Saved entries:
==========
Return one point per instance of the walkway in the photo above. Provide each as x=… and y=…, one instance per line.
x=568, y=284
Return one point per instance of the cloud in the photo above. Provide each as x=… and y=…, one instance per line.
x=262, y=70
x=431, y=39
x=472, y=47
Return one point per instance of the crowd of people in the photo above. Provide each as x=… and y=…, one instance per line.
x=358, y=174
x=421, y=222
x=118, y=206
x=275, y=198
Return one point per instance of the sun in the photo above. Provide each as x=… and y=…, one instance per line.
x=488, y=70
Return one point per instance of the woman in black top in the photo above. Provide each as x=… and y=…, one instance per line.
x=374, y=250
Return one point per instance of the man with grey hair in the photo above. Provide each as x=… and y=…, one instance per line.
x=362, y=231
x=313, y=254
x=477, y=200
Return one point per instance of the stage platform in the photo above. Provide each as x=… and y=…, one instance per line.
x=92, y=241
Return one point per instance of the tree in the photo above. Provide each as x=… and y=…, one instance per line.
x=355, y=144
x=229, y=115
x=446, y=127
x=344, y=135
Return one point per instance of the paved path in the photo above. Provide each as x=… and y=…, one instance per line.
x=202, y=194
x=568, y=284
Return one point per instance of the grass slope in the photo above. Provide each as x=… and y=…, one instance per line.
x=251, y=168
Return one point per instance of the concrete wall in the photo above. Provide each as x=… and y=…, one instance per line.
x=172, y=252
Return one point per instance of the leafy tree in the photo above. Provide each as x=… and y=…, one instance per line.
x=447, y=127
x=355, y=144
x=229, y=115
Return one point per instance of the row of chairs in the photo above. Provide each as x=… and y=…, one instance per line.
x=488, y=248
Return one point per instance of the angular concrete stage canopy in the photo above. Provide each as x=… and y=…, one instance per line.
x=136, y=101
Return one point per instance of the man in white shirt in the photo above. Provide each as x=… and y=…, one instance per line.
==========
== Activity ==
Your output should be an exact copy of every line from the one containing "Return one point per instance of the grass" through the end of the records.

== Response to this task ==
Return one point per instance of the grass slope in the photo above. Provide each as x=… and y=…, one instance per line.
x=251, y=168
Return one point per instance of the concrete wall in the photo above. Provide each as x=… and y=…, one instance per line.
x=172, y=252
Return one point per instance of the leafy tree in the photo above. Provide each as x=… and y=…, one instance per line.
x=447, y=127
x=355, y=144
x=229, y=115
Return one point per instance of the row of chairs in the photo above. Provide each as x=… and y=…, one instance per line.
x=488, y=248
Return one point per instance of the angular concrete stage canopy in the photo above. Provide each as x=… and y=…, one instance per line.
x=136, y=101
Return one point per instance of the man in white shirt in the photo above. Provide each as x=… and y=…, one instance per line.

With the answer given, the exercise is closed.